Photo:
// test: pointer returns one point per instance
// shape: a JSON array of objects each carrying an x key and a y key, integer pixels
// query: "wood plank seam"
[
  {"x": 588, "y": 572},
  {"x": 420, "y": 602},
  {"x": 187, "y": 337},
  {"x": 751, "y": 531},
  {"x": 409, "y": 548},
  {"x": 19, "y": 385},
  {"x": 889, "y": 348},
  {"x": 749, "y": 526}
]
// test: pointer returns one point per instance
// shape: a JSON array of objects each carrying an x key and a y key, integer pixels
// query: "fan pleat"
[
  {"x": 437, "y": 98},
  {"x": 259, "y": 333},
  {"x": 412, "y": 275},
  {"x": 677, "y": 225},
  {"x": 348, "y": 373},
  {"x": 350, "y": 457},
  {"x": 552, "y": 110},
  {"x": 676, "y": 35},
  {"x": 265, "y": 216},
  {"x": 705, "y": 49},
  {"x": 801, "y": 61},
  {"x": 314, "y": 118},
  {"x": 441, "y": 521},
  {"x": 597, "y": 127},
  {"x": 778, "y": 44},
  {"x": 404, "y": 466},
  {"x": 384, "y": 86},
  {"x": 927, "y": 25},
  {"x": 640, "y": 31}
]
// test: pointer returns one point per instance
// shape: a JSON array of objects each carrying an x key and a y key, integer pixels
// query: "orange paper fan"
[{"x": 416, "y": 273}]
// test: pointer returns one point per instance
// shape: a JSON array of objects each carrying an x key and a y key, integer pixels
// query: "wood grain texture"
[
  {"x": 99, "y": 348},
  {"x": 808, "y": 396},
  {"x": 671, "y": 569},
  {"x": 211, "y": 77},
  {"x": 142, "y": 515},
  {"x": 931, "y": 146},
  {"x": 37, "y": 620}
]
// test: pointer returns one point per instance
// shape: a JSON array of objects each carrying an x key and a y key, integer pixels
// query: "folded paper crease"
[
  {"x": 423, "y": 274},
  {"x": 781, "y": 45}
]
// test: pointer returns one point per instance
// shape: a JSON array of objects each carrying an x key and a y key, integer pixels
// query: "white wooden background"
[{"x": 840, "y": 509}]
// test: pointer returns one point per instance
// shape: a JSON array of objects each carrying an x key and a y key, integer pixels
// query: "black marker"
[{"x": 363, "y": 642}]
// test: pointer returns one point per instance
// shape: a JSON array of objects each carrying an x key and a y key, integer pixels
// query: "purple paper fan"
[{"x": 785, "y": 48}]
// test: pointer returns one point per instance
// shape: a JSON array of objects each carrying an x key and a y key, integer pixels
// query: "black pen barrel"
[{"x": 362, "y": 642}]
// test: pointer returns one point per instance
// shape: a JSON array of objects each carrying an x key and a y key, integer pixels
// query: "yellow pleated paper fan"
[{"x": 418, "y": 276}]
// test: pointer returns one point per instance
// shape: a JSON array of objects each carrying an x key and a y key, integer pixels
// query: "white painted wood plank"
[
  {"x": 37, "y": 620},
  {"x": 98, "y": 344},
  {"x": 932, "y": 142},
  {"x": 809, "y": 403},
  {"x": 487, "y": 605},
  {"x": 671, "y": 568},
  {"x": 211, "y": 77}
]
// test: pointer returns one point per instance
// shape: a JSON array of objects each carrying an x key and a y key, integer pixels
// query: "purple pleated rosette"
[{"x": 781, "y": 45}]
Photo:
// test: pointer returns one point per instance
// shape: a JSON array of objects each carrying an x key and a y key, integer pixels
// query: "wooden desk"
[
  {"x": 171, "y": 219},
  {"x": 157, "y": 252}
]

#####

→ **EXERCISE GOAL**: Copy out the material above in full so that every line matches the original.

→ **SOLUTION**:
Photo:
// test: pointer returns one point per instance
// shape: a JSON array of objects each carrying an x key and a y key, integer pixels
// query: "wood plank seam"
[
  {"x": 588, "y": 572},
  {"x": 420, "y": 602},
  {"x": 187, "y": 337},
  {"x": 751, "y": 531},
  {"x": 409, "y": 548},
  {"x": 19, "y": 385},
  {"x": 889, "y": 348},
  {"x": 749, "y": 526}
]
// test: pointer returns one point per instance
// shape: a JSON array of objects each carrying an x key and a y key, integer pixels
// query: "fan pleat"
[
  {"x": 437, "y": 98},
  {"x": 259, "y": 333},
  {"x": 412, "y": 275},
  {"x": 677, "y": 225},
  {"x": 348, "y": 373},
  {"x": 350, "y": 457},
  {"x": 552, "y": 110},
  {"x": 676, "y": 35},
  {"x": 265, "y": 216},
  {"x": 705, "y": 49},
  {"x": 801, "y": 61},
  {"x": 314, "y": 118},
  {"x": 441, "y": 521},
  {"x": 597, "y": 127},
  {"x": 778, "y": 44},
  {"x": 404, "y": 466},
  {"x": 384, "y": 86},
  {"x": 927, "y": 25},
  {"x": 640, "y": 31}
]
// test: pointer returns one point per instance
// shape: a JSON array of objects each carrying an x key and a y key, integer pixels
// query: "orange paper fan"
[{"x": 416, "y": 273}]
// test: pointer returns one point per instance
// shape: a JSON array of objects each carrying an x key and a y key, integer pixels
// query: "wood grain texture"
[
  {"x": 99, "y": 348},
  {"x": 808, "y": 396},
  {"x": 671, "y": 569},
  {"x": 211, "y": 77},
  {"x": 142, "y": 515},
  {"x": 931, "y": 146},
  {"x": 37, "y": 620}
]
// test: pointer returns one point per instance
// shape: a JSON array of objects each carrying an x key and a y key, integer pixels
// query: "folded paper crease"
[
  {"x": 423, "y": 274},
  {"x": 781, "y": 45}
]
// test: pointer returns one point per instance
// shape: a JSON array of objects each carrying an x key and a y key, integer pixels
// query: "white wooden background"
[{"x": 840, "y": 509}]
// test: pointer returns one point per instance
// shape: a JSON array of objects each carrying an x key and a y key, integer pixels
// query: "black marker"
[{"x": 363, "y": 642}]
// test: pointer returns one point per instance
// shape: a JSON array of objects each carrying an x key and a y key, integer pixels
// query: "purple paper fan"
[{"x": 785, "y": 48}]
// test: pointer returns one point per instance
// shape: a JSON array of objects each carrying an x key and a y key, integer pixels
// query: "black pen barrel"
[{"x": 362, "y": 642}]
// test: pointer returns one point per instance
// shape: a JSON array of objects each carrying an x key and a y key, integer pixels
// query: "yellow pleated paper fan"
[{"x": 418, "y": 276}]
// test: pointer returns one point per instance
// shape: a JSON array of objects each carrying an x key and a y key, integer pixels
// query: "white painted wood plank"
[
  {"x": 37, "y": 620},
  {"x": 98, "y": 344},
  {"x": 932, "y": 142},
  {"x": 809, "y": 403},
  {"x": 487, "y": 605},
  {"x": 671, "y": 568},
  {"x": 211, "y": 77}
]
// test: pointer returns one point per instance
// shape: a JSON array of objects each carrying an x key and a y key, integer pixels
// query: "purple pleated rosette"
[{"x": 781, "y": 45}]
Photo:
// test: pointer returns one point per instance
// shape: a JSON array of objects each carrying an x key and a y key, integer pixels
// query: "wooden desk"
[
  {"x": 171, "y": 219},
  {"x": 157, "y": 252}
]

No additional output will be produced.